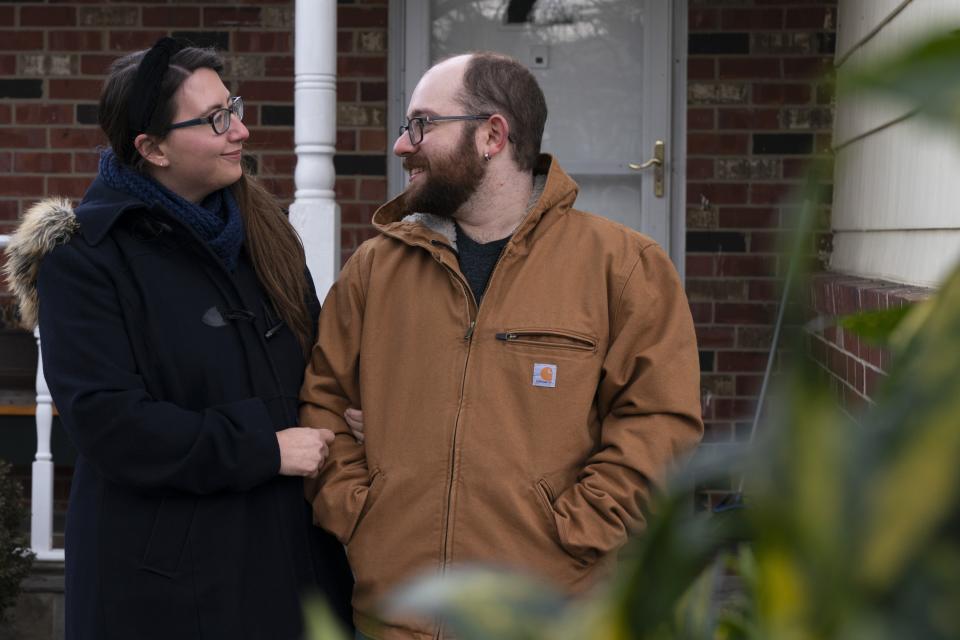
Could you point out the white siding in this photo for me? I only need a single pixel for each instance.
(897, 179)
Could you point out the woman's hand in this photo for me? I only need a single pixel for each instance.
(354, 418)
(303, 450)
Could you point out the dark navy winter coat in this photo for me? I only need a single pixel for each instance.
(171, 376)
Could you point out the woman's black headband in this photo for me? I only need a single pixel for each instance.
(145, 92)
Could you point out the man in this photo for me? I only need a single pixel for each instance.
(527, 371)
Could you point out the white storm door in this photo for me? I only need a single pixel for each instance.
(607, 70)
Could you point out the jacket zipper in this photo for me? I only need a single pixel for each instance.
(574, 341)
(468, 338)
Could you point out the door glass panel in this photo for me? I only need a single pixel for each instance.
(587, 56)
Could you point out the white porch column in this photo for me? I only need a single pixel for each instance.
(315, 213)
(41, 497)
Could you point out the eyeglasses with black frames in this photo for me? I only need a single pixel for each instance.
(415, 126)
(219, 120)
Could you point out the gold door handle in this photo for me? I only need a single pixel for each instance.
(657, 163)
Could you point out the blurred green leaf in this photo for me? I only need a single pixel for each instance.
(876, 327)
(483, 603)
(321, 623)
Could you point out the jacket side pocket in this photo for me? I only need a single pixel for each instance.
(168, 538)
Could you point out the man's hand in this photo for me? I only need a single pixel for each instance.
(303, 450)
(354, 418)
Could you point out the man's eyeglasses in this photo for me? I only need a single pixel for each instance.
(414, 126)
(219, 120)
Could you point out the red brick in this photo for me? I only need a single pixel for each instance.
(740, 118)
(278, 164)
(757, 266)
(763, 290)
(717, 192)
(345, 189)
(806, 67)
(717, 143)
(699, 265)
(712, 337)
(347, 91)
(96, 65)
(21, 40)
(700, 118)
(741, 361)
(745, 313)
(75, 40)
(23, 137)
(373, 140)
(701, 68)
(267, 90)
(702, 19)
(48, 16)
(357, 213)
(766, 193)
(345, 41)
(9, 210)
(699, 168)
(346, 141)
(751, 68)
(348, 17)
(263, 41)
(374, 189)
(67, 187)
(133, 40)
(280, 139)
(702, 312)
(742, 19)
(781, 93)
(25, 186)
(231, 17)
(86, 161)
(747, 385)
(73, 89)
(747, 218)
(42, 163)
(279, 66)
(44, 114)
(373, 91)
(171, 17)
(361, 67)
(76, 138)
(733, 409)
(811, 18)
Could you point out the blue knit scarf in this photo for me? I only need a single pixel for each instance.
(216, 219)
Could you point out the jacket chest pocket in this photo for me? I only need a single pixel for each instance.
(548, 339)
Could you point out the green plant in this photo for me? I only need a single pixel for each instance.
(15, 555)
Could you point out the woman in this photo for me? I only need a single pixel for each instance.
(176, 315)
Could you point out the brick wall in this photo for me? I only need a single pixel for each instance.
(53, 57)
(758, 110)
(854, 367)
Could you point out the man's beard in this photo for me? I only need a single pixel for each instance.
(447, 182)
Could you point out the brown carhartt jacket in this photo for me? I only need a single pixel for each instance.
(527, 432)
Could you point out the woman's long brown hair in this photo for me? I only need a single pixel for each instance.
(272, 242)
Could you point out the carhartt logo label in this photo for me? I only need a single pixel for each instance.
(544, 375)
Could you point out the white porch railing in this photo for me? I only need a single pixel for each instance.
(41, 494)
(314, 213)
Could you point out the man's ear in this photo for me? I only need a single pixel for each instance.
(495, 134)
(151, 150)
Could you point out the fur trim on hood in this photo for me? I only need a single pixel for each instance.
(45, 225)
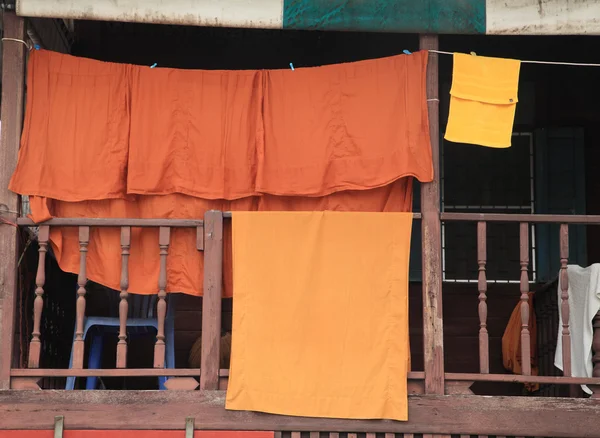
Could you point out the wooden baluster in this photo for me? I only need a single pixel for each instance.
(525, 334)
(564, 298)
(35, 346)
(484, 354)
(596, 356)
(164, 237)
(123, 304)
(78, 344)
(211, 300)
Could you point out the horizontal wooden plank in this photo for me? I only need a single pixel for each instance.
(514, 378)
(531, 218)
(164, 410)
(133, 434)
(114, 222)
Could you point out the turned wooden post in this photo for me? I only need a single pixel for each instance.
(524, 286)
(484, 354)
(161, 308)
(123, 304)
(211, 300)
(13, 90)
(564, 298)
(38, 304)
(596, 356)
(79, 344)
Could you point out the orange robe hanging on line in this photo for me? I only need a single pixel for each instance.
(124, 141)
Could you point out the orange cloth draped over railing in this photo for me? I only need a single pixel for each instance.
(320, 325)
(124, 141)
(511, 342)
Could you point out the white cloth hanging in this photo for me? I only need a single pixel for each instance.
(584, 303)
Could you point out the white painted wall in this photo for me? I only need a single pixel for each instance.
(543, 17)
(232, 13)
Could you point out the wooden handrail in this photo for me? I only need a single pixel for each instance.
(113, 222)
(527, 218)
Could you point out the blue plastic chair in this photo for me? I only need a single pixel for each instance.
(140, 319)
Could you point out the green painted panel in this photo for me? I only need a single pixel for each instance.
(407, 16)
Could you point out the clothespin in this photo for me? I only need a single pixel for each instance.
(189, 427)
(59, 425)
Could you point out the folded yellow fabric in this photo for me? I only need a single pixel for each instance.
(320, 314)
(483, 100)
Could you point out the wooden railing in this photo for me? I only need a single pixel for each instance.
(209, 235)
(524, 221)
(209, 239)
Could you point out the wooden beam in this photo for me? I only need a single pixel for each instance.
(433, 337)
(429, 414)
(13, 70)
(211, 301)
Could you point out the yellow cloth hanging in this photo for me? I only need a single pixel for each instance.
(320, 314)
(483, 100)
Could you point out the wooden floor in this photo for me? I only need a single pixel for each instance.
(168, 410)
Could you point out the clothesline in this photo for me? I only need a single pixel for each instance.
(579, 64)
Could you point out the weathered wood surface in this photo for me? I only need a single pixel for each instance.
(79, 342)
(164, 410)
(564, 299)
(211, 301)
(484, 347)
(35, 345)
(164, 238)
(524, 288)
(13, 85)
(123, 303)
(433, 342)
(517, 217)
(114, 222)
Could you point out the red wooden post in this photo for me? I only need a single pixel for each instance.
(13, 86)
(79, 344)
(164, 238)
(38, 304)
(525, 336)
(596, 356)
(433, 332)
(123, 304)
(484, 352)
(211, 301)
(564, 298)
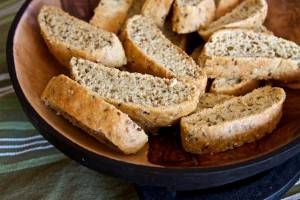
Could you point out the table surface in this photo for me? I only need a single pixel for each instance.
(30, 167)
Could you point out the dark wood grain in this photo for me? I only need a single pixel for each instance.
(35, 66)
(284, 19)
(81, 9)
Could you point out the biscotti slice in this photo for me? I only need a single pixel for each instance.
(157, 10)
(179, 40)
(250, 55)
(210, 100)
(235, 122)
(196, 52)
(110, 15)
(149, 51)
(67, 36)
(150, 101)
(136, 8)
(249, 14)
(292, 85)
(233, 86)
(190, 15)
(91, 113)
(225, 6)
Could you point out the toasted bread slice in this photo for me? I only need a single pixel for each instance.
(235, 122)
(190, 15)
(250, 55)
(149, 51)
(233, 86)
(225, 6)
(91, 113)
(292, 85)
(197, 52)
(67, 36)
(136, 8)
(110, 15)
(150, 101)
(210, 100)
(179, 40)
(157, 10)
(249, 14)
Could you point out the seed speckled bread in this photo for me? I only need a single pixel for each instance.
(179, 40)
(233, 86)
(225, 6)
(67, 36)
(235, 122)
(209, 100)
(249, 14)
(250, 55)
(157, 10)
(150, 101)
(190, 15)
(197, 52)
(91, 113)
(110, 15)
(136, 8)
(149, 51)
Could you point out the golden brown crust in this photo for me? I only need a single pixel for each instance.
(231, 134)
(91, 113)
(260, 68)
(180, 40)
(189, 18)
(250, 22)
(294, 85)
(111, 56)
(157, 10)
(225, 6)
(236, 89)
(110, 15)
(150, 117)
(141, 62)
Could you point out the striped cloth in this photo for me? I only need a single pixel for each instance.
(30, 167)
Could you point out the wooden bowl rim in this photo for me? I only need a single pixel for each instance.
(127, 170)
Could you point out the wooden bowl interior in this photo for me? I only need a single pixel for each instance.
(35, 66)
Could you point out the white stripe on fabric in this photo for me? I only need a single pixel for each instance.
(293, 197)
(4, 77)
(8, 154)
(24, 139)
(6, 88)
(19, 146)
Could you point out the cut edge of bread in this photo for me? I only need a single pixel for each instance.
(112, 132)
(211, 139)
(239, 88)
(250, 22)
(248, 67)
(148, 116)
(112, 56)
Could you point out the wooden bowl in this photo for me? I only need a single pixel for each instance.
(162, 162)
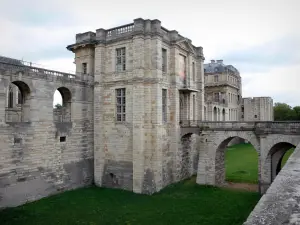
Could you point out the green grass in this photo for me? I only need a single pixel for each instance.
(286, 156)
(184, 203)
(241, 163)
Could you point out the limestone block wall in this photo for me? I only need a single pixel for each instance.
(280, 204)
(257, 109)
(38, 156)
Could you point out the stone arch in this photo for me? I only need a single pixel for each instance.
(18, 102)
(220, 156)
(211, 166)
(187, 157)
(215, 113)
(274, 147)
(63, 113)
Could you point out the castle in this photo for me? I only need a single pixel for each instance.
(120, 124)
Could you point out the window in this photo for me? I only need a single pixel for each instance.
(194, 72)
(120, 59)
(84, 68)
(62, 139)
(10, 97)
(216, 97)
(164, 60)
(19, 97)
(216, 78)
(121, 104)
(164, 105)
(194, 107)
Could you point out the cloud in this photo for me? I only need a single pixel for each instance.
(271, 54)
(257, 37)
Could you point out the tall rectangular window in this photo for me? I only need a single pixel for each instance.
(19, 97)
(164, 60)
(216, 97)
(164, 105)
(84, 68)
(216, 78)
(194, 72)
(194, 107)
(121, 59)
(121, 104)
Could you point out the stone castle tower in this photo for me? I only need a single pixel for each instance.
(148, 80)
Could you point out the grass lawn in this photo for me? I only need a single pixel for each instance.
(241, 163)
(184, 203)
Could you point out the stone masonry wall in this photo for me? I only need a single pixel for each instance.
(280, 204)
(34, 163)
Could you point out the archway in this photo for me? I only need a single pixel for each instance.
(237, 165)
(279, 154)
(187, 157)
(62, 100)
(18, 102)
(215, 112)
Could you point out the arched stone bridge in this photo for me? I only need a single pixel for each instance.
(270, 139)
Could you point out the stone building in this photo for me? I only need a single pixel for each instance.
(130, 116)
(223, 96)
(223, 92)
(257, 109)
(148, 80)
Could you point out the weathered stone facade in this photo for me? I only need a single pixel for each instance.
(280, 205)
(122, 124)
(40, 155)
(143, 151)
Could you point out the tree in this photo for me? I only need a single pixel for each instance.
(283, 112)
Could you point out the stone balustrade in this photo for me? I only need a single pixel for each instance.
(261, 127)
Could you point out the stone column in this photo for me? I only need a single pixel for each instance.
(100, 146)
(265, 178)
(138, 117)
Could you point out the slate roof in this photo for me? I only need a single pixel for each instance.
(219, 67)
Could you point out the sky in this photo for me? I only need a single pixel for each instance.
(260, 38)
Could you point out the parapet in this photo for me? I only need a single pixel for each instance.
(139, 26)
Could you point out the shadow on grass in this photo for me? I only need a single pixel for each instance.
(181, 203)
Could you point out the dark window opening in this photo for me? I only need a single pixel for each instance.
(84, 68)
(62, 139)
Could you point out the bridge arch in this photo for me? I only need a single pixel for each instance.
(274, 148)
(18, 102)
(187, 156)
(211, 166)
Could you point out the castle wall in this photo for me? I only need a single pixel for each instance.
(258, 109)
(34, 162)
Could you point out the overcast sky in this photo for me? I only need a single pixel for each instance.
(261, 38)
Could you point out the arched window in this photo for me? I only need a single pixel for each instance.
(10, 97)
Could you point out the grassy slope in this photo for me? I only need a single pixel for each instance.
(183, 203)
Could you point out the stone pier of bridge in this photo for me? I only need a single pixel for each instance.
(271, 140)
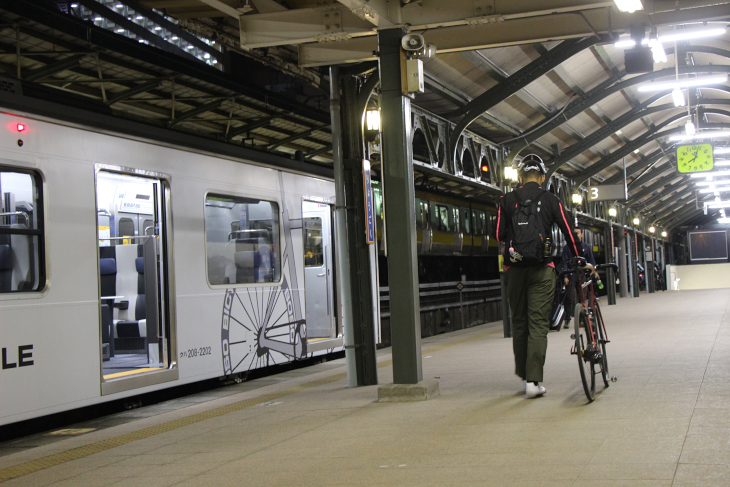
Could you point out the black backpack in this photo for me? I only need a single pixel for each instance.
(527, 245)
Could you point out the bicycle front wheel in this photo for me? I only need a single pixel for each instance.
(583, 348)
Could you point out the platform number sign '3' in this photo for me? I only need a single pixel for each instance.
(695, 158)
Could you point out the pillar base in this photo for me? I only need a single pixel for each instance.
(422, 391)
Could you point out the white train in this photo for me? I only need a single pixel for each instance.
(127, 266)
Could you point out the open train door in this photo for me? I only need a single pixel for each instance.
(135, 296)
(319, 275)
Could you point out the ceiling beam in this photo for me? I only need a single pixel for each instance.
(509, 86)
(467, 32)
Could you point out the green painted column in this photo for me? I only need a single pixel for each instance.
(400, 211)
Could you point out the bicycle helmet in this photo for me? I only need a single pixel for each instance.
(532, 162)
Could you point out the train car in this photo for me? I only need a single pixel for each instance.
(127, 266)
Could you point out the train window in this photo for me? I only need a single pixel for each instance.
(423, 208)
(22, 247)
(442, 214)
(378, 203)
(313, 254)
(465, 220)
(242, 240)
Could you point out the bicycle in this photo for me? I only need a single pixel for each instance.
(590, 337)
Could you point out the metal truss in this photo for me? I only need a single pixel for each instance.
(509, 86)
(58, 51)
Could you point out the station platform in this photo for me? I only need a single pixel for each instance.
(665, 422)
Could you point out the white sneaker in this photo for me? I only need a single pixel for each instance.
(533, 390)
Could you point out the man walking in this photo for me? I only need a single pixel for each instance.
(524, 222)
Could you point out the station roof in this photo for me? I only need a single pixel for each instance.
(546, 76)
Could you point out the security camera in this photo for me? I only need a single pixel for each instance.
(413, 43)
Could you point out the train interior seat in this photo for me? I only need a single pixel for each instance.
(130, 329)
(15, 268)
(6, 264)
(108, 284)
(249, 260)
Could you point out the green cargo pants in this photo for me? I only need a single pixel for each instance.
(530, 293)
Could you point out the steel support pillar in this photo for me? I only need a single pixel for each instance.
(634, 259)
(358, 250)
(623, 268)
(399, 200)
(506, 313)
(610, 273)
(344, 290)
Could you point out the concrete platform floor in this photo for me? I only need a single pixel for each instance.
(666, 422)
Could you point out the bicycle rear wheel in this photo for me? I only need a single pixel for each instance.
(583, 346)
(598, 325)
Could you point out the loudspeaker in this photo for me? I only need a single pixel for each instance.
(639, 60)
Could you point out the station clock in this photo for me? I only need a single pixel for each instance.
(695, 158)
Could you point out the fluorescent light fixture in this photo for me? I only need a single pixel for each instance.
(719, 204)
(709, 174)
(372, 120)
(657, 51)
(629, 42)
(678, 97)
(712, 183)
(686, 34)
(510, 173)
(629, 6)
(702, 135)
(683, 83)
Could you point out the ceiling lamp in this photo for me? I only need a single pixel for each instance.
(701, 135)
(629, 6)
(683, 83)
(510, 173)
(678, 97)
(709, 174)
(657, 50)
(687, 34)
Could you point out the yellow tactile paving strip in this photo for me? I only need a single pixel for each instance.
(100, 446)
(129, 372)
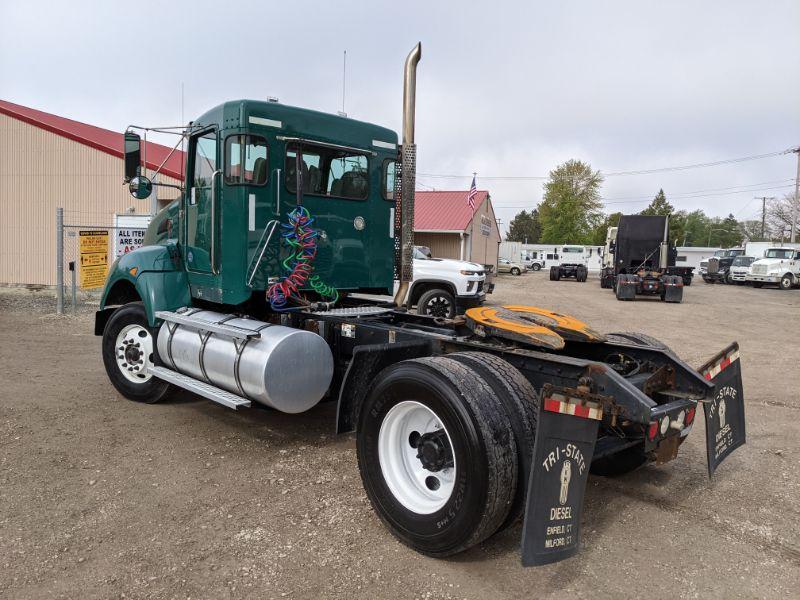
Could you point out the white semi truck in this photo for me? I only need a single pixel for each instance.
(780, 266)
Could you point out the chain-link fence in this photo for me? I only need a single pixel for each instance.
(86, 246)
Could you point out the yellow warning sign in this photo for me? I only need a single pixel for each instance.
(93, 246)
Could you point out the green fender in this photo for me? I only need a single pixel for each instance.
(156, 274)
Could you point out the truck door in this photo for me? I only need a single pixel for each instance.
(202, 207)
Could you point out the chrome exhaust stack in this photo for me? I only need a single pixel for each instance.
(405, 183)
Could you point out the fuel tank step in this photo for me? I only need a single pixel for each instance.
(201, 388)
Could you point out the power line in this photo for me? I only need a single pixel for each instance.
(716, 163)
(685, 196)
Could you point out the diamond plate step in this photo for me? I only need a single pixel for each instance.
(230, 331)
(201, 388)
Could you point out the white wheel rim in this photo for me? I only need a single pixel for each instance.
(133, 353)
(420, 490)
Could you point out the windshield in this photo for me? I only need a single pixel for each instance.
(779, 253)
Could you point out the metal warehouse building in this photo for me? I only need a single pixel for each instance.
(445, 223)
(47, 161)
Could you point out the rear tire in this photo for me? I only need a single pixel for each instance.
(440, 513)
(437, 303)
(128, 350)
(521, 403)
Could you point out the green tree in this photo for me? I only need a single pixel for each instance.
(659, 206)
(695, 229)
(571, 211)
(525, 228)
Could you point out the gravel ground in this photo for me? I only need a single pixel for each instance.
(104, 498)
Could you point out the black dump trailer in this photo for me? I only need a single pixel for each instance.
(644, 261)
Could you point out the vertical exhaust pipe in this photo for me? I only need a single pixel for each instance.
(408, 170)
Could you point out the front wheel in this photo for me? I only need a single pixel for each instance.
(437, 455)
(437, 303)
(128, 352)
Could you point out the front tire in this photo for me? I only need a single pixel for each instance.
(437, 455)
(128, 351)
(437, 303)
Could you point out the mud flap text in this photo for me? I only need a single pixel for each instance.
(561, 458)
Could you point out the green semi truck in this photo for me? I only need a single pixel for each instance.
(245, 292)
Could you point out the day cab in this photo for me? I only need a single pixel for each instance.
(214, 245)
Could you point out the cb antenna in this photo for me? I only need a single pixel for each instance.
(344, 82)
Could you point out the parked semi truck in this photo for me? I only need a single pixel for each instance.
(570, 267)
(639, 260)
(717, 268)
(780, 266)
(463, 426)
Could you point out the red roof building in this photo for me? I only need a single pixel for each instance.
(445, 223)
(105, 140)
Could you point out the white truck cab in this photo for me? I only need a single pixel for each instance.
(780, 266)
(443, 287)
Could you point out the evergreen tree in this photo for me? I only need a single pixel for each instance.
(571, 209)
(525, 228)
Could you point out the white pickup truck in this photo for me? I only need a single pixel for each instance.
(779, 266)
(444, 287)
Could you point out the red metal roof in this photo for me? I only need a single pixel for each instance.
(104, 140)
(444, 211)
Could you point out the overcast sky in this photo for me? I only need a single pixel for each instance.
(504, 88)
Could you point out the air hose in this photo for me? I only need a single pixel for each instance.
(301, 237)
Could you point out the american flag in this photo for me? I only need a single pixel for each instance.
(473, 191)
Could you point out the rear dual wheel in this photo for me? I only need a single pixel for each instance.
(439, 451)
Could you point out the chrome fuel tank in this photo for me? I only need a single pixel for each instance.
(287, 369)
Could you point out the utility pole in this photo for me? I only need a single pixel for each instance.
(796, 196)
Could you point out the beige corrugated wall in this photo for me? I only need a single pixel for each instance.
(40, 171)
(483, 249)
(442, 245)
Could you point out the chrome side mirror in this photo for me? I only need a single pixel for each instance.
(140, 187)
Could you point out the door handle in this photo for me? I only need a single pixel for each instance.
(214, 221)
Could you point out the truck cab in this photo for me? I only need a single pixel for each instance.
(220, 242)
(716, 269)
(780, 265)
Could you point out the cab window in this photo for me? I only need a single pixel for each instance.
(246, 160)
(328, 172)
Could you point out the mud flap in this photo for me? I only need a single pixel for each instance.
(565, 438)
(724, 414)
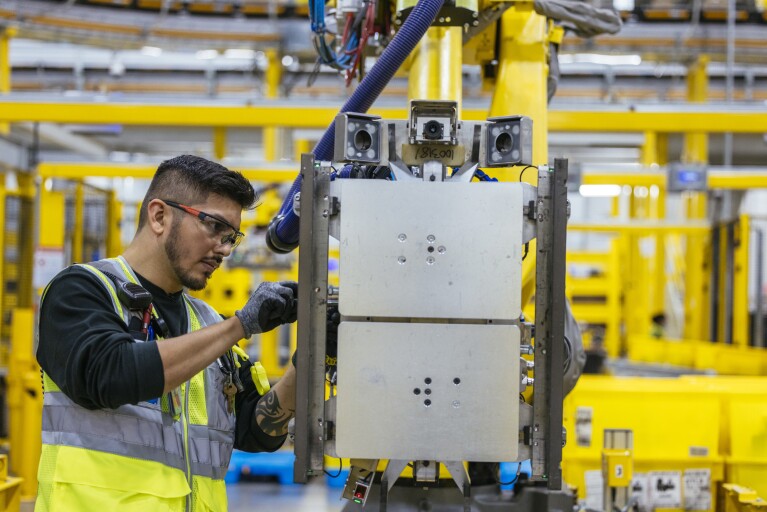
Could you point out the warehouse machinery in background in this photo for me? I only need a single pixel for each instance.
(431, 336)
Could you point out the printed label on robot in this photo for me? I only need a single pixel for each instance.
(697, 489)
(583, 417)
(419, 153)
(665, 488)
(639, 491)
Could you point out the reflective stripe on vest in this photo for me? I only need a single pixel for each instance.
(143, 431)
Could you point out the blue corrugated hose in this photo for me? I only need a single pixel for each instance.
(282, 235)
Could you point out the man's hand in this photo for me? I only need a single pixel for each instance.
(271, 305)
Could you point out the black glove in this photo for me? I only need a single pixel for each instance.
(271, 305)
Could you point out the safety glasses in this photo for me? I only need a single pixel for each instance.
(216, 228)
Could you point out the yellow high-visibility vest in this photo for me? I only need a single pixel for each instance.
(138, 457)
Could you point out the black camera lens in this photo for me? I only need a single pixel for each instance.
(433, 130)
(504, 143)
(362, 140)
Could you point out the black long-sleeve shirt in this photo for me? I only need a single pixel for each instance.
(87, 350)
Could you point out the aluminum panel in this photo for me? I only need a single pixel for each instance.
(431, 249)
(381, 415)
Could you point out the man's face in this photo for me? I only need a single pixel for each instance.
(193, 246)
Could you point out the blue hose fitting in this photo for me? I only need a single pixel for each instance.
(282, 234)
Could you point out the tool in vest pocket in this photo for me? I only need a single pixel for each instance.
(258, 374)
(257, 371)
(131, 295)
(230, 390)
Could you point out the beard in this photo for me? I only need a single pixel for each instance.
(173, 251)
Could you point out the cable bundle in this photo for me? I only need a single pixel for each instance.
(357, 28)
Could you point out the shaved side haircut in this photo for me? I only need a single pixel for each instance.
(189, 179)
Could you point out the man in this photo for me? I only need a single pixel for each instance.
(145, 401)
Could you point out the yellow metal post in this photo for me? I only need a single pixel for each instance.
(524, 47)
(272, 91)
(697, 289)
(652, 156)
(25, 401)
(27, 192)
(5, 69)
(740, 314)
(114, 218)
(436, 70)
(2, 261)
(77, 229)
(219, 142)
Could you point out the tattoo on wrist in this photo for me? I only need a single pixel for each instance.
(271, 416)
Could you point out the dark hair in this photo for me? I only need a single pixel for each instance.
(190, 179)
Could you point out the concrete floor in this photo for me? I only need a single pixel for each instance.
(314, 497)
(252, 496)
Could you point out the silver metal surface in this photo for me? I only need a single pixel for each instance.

○ ○ ○ ○ ○

**Set task**
Starting with the line that contains "Could you point out the tattoo", write out each line through the end of the listing, exactly as it appears, and include nothing else.

**Solution**
Could you point out the tattoo on wrist in this photo for me? I only need a single pixel for each instance.
(271, 416)
Could you point out the dark hair in this photo for me? I only need a single pixel for each instance.
(190, 179)
Could you point out the concrete floor in this photo for me? I only need a single pixel for each instance.
(314, 497)
(252, 496)
Could you point out the silver metal surface in this photo for me? I only need a single pixel for each instance.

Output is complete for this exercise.